Required work:
**a.** Answer these from the article on the schizophrenia study:
(i) What is the dollar amount of the grant?
(ii) Roughly how many Dutch schizophrenia patients will have their genomes examined?
(iii) Where will the large-scale genotyping be carried out?
**b.** Reproduce the passage of the article on the schizophrenia study between "NIHM awards UCLA/Utrecht" and "750 control subjects.", inclusive.

Supplied text:
┌────────
Genetic links to schizophrenia focus of international study

NIHM awards UCLA/Utrecht researcher $3.8 million

The National Institute of Mental Health has awarded Roel A. Ophoff, Ph.D., assistant professor of human genetics at the David Geffen School of Medicine at UCLA, a $3.8 million grant to lead a four-year genetic study of schizophrenia in collaboration with scientists from the University Medical Center (UMC) Utrecht in the Netherlands.

Ophoff is also an associate professor of medical genetics and a member of the Rudolph Magnus Institute for Neuroscience at UMC Utrecht.

The joint project will be among the first to study the complete human genome -- the full set of human genes -- in order to pinpoint those related to schizophrenia. Ophoff and his colleagues will scrutinize the genomes of approximately 850 Dutch schizophrenia patients and 750 control subjects.

"This genome-wide study is a radical departure from previous disease-association research, which focused on a single gene or a limited number of positions on the chromosome based on a small sample," explained Ophoff, a researcher at UCLA's Center for Neurobehavioral Genetics of the Jane and Terry Semel Institute for Neuroscience and Human Behavior.

"Our approach will enable us to separate false clues from the real genes and chromosome positions associated with schizophrenia," he said. "Once we identify the true genetic variants for the disease, we will be able to expand the study from Europeans to other ethnic populations."

Deciphering the disorder's genetic basis will benefit patients by improving diagnosis and potentially point to new and better therapies to treat schizophrenia, he noted.

The UCLA/UMC Utrecht team has collected extensive clinical information, including brain imaging, that will enable the researchers to expand their focus beyond the subjects' disease status. The international collaboration will afford access to a homogenous Dutch population and the opportunity for future follow-up with the same patients.

UCLA will create a database to make the study's DNA and clinical data available for future use by the scientific community. The large-scale genotyping will be performed at the high-volume facility of the Southern California Genotyping Consortium at UCLA.
└────────
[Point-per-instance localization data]
┌────────
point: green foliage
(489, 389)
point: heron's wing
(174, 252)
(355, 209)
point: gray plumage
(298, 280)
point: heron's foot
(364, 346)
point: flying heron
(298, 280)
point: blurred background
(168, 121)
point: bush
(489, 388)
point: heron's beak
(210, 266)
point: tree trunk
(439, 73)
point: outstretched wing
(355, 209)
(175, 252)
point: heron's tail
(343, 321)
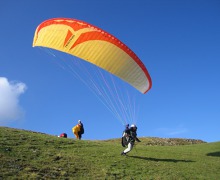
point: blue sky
(178, 41)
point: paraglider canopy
(96, 46)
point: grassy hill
(32, 155)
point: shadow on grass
(157, 159)
(216, 154)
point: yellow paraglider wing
(96, 46)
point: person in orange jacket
(76, 130)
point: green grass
(31, 155)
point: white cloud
(9, 100)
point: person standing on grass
(131, 136)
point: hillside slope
(31, 155)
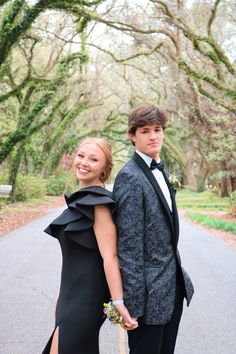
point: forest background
(69, 69)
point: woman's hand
(129, 323)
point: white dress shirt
(159, 178)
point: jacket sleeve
(130, 228)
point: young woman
(90, 271)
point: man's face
(148, 140)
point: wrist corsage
(112, 314)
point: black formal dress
(83, 290)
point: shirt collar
(146, 158)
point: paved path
(30, 264)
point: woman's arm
(105, 232)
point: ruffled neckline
(97, 190)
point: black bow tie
(159, 165)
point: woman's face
(89, 163)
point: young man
(148, 230)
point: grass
(202, 201)
(197, 205)
(210, 221)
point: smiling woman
(93, 162)
(90, 272)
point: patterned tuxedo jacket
(147, 243)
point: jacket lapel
(174, 207)
(148, 173)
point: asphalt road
(30, 264)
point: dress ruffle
(76, 222)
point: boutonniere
(174, 183)
(112, 313)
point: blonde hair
(106, 148)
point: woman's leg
(54, 345)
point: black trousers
(158, 339)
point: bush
(29, 187)
(3, 178)
(233, 202)
(55, 185)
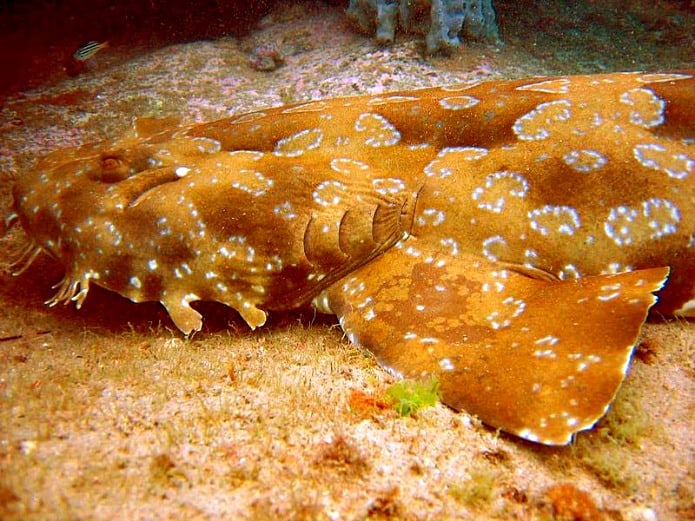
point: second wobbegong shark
(505, 237)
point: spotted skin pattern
(506, 237)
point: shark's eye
(113, 169)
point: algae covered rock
(442, 21)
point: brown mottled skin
(506, 237)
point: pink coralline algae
(266, 57)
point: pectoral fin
(541, 359)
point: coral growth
(442, 21)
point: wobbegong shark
(507, 237)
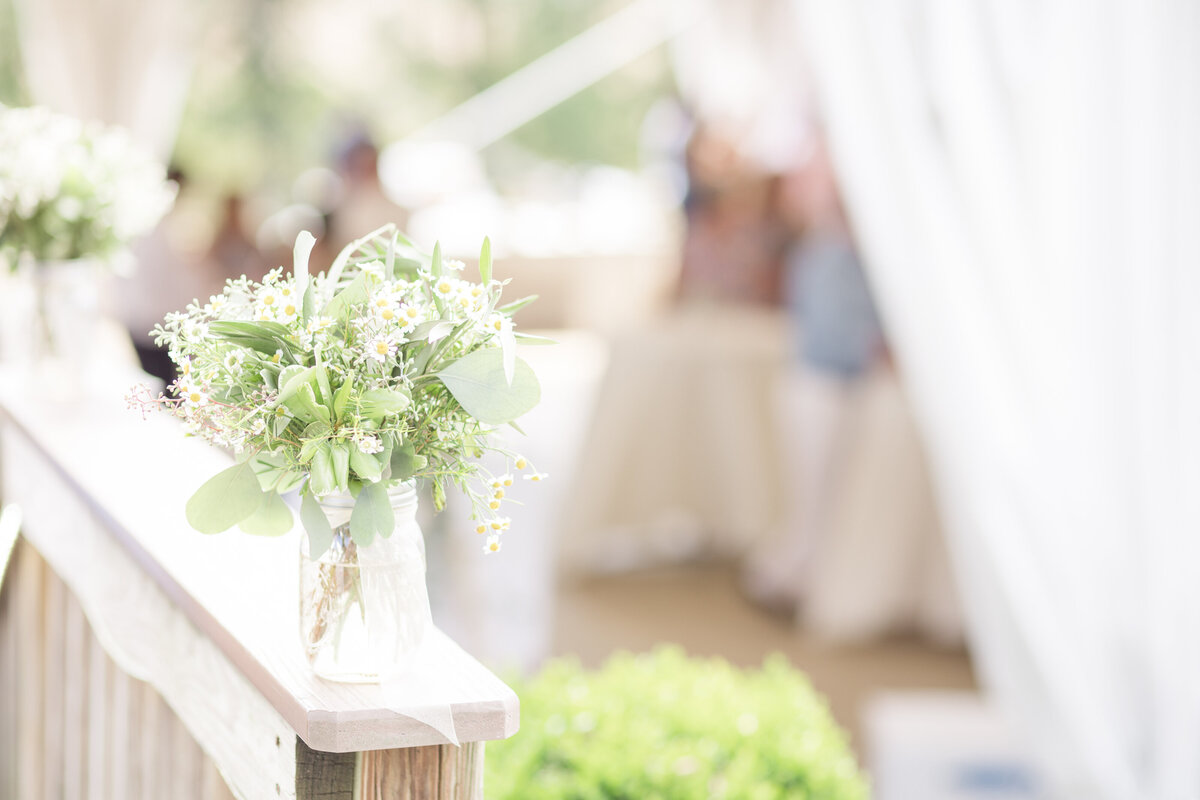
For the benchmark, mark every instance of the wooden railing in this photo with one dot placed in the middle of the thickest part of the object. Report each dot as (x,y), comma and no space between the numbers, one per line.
(142,660)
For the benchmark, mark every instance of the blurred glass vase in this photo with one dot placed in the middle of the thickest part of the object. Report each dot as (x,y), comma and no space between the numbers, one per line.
(52,316)
(364,607)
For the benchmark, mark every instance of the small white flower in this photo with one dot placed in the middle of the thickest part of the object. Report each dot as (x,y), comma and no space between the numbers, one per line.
(369,444)
(498,324)
(192,396)
(268,298)
(287,311)
(381,348)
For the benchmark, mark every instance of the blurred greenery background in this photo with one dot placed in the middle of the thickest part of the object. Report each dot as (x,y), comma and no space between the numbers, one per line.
(279,82)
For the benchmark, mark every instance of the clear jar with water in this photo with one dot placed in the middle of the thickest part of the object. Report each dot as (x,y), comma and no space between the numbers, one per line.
(365,611)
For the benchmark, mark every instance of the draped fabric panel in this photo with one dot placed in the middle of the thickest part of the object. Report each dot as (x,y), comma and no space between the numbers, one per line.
(1025,182)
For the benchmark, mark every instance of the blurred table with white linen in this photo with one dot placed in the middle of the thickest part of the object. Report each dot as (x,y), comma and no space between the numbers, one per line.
(683,461)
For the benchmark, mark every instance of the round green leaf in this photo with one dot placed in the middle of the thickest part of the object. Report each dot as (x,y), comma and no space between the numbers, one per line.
(273,517)
(225,500)
(316,524)
(477,380)
(372,515)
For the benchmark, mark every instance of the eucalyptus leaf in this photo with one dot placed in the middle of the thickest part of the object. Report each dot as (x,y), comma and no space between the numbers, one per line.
(327,392)
(273,517)
(341,452)
(405,462)
(225,499)
(477,380)
(322,479)
(485,262)
(377,403)
(365,465)
(372,515)
(352,295)
(316,524)
(304,404)
(532,338)
(342,397)
(291,379)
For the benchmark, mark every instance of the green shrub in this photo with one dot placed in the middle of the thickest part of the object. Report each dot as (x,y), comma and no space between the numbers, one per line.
(663,727)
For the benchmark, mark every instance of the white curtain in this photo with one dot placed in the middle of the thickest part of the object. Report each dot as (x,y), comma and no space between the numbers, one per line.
(125,62)
(1025,180)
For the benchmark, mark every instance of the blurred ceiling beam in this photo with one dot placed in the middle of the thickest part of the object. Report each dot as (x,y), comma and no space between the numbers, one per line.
(565,71)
└────────
Completed exercise:
**a.**
(i) $3.8 million
(ii) Approximately 850
(iii) At the high-volume facility of the Southern California Genotyping Consortium at UCLA

**b.**
NIHM awards UCLA/Utrecht researcher $3.8 million

The National Institute of Mental Health has awarded Roel A. Ophoff, Ph.D., assistant professor of human genetics at the David Geffen School of Medicine at UCLA, a $3.8 million grant to lead a four-year genetic study of schizophrenia in collaboration with scientists from the University Medical Center (UMC) Utrecht in the Netherlands.

Ophoff is also an associate professor of medical genetics and a member of the Rudolph Magnus Institute for Neuroscience at UMC Utrecht.

The joint project will be among the first to study the complete human genome -- the full set of human genes -- in order to pinpoint those related to schizophrenia. Ophoff and his colleagues will scrutinize the genomes of approximately 850 Dutch schizophrenia patients and 750 control subjects.